### Supplied data

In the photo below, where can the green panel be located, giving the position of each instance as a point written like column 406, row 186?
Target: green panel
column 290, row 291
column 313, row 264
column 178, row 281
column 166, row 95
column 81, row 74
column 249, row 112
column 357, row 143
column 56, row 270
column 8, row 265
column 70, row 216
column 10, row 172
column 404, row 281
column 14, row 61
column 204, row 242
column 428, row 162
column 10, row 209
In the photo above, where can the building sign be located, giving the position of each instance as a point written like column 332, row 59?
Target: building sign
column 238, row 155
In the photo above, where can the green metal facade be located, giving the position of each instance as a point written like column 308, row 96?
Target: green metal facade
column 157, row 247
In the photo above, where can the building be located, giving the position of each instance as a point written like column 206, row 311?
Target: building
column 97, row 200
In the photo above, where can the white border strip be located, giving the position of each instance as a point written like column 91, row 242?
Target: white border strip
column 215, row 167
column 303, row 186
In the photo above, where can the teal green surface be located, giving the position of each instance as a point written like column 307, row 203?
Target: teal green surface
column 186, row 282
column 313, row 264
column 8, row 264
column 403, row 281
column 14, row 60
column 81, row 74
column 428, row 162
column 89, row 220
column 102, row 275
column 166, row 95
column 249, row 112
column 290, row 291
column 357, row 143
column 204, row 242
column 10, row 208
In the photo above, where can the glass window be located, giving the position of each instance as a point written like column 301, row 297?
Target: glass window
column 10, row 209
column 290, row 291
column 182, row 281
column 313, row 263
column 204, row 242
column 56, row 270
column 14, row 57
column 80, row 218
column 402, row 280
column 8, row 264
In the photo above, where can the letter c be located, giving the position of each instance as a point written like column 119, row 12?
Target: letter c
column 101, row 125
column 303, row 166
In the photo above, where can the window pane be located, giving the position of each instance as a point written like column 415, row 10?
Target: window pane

### Exercise
What is wanted is the complete set of entries, returned verbatim.

### Reply to the task
In the photo below, where can the green panel be located, giving the position of each instance as a point written like column 406, row 186?
Target: green panel
column 290, row 291
column 313, row 264
column 178, row 281
column 166, row 95
column 81, row 74
column 249, row 112
column 357, row 143
column 56, row 270
column 8, row 265
column 70, row 216
column 10, row 172
column 404, row 281
column 14, row 61
column 204, row 242
column 428, row 162
column 10, row 209
In the photo above, where can the building sign be located, giving the position of each instance as a point written like column 332, row 59?
Target: building sign
column 238, row 155
In the photo above, where can the green metal facade be located, giving the position of each instance as a point written like column 308, row 96?
Target: green metal facade
column 157, row 247
In the photo above, where can the building be located, giving the position of each instance as a point written like column 206, row 311?
Target: building
column 97, row 200
In the photo above, where can the white border strip be located, giving the position of each instance as a point written like column 91, row 242?
Target: white border strip
column 215, row 167
column 303, row 186
In the photo above, where can the teal green surface be located, giving the position of each instance as a point written like column 307, row 203?
Target: teal green surface
column 186, row 282
column 313, row 264
column 8, row 264
column 403, row 281
column 14, row 60
column 81, row 74
column 428, row 162
column 89, row 220
column 102, row 275
column 166, row 95
column 249, row 112
column 290, row 291
column 357, row 143
column 204, row 242
column 10, row 208
In the photo above, where can the glass window be located, giving the position of each instance as a point written like column 301, row 297?
Target: glass window
column 10, row 209
column 290, row 291
column 182, row 281
column 313, row 263
column 204, row 242
column 56, row 270
column 14, row 57
column 80, row 218
column 402, row 280
column 8, row 264
In the photo above, where can the letter c be located, giving the position of each instance as a point written like column 119, row 12?
Target: letter c
column 101, row 125
column 303, row 166
In the photo above, where can the window pane be located, giving the position of each instance as a point written like column 415, row 10?
Target: window pane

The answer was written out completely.